▶ [Task objective] Pull out every line of the listing that contains the word "pane", and treat case as significant.

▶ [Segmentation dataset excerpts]
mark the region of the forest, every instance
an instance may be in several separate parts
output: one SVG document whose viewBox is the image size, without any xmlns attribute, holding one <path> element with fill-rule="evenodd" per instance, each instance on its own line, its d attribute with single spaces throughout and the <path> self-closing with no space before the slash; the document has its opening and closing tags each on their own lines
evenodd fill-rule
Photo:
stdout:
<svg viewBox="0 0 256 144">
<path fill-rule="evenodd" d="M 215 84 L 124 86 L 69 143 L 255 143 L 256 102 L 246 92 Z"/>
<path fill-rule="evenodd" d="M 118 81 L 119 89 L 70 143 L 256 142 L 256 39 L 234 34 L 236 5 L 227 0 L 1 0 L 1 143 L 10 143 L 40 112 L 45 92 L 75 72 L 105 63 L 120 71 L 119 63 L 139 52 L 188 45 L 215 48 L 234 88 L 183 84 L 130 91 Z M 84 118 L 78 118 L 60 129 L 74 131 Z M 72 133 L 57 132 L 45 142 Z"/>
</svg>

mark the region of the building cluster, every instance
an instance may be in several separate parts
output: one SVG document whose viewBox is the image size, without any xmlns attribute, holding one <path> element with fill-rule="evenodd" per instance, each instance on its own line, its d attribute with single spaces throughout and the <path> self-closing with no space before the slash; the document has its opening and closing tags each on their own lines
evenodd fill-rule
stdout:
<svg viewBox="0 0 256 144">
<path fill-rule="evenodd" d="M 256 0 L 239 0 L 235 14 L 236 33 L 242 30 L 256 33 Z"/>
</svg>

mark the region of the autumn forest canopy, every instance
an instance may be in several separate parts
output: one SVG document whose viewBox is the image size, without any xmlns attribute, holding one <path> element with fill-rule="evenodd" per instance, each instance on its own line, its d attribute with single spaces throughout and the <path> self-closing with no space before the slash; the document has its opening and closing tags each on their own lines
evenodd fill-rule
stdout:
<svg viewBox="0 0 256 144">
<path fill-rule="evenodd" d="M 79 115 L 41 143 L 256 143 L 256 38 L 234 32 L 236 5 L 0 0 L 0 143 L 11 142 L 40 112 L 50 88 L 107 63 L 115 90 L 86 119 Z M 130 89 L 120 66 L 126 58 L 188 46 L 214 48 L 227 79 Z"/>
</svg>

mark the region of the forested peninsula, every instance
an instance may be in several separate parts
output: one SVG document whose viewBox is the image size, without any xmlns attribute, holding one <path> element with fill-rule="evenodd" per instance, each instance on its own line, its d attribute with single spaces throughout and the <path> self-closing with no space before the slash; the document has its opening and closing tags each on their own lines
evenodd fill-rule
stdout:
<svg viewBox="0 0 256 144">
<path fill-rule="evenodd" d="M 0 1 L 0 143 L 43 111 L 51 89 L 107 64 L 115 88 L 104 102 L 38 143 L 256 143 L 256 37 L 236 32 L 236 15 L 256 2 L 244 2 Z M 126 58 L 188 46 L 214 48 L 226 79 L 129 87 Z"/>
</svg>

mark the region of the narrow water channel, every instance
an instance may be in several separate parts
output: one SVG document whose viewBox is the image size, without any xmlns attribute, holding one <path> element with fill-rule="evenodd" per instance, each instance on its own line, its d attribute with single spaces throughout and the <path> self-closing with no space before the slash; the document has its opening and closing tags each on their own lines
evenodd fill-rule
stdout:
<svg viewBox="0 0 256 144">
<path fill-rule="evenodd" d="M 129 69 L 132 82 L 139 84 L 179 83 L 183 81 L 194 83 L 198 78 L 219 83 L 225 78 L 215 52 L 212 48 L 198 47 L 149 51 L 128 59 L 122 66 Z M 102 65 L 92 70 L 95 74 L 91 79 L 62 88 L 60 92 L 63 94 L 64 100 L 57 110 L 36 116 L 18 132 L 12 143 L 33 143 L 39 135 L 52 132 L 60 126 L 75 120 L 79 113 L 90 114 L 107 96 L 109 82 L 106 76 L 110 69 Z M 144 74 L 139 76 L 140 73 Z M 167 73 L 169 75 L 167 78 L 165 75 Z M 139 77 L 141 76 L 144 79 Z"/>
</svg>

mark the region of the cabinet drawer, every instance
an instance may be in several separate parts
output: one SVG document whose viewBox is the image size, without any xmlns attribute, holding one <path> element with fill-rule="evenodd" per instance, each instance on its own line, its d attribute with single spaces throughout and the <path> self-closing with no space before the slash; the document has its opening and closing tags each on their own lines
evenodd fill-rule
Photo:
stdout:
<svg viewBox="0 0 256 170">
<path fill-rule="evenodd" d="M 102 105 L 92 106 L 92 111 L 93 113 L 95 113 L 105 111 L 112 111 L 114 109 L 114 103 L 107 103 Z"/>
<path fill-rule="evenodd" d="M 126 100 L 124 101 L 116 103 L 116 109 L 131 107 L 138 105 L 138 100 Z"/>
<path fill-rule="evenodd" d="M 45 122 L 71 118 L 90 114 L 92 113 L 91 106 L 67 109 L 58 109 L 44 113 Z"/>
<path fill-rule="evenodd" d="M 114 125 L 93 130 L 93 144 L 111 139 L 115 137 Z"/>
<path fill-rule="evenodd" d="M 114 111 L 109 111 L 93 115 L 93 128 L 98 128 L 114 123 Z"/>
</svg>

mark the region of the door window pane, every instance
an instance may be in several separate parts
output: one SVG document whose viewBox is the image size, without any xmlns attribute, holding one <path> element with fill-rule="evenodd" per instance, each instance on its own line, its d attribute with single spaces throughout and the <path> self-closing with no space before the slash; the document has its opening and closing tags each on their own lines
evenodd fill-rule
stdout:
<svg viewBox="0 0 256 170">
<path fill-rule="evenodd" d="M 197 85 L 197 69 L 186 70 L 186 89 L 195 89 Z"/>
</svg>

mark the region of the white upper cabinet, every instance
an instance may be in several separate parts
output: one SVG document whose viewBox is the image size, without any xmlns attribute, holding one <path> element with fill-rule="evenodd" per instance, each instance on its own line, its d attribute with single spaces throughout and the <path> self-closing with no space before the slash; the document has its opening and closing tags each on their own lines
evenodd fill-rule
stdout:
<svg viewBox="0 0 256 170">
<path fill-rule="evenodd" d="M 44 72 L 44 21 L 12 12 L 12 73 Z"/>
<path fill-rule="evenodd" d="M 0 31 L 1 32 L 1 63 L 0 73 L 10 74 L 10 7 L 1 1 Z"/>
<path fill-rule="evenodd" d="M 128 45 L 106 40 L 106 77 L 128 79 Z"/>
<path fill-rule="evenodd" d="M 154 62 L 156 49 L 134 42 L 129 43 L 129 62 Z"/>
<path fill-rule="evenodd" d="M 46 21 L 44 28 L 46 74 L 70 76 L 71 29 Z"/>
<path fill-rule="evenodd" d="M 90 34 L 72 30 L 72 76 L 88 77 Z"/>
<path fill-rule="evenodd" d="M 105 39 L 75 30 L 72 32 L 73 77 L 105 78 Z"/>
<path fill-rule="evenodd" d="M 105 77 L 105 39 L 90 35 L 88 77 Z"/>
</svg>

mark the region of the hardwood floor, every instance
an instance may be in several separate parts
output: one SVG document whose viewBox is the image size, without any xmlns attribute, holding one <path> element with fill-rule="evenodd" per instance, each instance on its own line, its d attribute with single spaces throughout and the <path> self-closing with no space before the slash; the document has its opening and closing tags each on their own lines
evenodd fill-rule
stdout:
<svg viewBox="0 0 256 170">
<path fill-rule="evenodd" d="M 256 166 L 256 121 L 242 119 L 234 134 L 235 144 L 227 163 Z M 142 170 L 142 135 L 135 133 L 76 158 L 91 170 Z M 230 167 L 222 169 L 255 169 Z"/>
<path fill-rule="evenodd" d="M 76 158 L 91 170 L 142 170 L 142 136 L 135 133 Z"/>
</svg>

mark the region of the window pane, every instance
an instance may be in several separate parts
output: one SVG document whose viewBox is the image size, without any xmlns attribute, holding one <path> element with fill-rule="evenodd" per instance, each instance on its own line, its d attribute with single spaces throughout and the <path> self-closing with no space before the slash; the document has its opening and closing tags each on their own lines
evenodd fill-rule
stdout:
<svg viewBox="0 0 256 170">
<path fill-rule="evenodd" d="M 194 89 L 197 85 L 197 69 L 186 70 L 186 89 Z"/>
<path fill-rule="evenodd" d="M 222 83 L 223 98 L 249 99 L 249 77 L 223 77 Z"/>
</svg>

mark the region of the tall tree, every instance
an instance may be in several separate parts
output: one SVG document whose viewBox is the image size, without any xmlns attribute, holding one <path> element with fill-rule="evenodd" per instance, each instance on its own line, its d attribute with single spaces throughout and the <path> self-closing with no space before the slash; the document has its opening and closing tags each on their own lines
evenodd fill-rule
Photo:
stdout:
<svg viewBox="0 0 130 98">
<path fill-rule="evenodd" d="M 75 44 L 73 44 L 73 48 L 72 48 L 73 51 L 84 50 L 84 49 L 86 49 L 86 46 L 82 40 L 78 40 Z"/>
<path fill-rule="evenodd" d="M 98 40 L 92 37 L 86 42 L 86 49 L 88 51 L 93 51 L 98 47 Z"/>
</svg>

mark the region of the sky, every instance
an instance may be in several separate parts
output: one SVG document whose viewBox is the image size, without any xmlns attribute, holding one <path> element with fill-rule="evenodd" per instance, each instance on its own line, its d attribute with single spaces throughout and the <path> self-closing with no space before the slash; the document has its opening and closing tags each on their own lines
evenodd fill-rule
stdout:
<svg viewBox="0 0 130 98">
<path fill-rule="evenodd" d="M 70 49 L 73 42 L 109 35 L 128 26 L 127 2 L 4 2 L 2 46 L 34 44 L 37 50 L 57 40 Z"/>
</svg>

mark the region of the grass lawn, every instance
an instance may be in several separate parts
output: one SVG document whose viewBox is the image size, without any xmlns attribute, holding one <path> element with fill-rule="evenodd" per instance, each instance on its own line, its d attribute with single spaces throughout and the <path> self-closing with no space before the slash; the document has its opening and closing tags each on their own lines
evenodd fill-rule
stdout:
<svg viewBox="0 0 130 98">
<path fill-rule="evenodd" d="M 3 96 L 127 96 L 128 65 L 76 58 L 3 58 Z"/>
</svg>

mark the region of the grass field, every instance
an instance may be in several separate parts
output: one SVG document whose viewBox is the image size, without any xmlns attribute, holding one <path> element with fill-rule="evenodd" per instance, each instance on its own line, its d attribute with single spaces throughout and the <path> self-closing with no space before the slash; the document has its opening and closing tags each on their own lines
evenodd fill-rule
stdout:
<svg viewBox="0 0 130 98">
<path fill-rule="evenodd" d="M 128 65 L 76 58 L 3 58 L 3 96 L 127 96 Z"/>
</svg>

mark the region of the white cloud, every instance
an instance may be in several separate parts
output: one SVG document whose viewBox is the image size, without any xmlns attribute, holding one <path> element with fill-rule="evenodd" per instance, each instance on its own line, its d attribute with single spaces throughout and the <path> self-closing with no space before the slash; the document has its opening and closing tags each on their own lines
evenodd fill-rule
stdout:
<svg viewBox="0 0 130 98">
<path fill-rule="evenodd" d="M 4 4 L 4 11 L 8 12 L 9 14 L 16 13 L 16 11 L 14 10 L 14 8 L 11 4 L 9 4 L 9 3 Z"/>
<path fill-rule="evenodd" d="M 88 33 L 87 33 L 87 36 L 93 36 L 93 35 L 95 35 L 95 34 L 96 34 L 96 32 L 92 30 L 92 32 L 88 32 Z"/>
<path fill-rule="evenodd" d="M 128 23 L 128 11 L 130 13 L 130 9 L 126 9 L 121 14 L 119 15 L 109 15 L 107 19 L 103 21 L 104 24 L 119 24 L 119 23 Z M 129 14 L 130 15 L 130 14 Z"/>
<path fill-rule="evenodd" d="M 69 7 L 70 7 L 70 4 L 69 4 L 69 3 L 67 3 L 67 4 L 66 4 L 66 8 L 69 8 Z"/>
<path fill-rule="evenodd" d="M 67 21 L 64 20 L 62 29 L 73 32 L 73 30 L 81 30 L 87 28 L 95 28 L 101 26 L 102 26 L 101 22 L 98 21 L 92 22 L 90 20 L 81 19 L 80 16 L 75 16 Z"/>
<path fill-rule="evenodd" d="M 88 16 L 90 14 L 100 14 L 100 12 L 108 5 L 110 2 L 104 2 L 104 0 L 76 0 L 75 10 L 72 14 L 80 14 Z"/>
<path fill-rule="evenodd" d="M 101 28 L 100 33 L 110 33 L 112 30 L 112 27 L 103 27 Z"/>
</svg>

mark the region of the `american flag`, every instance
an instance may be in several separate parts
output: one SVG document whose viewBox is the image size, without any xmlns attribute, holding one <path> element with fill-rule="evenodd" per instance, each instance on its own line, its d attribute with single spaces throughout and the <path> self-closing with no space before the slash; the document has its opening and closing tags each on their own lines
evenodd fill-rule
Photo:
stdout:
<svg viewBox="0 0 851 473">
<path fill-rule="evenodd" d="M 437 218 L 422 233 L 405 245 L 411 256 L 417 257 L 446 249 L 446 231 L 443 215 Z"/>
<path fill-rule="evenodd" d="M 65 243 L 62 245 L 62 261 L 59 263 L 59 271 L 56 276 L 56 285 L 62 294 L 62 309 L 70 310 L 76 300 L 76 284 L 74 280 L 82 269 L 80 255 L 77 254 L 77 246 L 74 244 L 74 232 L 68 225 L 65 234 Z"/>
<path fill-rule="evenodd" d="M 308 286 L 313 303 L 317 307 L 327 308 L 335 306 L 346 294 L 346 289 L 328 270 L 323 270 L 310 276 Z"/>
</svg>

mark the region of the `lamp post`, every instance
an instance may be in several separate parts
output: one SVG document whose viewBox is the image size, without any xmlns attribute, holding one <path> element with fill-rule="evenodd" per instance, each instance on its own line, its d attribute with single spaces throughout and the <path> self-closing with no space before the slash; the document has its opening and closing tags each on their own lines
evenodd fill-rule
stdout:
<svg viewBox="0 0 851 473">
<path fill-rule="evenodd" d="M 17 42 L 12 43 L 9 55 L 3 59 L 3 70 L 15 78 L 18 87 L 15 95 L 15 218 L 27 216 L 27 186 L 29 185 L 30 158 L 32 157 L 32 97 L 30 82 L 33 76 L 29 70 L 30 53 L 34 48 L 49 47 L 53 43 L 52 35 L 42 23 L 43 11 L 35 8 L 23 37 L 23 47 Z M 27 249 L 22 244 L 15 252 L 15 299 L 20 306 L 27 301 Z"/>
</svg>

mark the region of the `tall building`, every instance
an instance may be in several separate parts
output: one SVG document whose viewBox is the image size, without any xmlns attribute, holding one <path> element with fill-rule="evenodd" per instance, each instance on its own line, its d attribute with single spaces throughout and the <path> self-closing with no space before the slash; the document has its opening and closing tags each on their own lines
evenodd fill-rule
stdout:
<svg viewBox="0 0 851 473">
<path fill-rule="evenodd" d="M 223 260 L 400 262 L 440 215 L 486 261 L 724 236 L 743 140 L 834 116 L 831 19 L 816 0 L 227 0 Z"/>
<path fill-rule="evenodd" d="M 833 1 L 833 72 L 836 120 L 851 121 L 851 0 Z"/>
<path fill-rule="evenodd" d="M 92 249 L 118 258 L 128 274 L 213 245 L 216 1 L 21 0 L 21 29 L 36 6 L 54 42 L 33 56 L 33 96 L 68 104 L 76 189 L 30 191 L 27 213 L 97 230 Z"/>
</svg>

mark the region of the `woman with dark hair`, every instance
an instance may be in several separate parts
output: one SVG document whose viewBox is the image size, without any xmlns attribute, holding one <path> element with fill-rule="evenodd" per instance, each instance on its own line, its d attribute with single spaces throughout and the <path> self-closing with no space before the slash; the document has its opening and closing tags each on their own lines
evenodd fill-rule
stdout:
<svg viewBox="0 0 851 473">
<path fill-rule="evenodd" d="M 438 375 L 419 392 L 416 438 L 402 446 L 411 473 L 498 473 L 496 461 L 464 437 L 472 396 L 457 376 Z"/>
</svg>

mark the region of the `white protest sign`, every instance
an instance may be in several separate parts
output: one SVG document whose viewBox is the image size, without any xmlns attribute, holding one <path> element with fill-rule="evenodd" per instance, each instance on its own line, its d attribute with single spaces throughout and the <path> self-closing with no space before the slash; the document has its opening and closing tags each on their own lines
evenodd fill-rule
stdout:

▶ [The answer]
mark the region of the door window pane, every instance
mark the region of the window pane, every instance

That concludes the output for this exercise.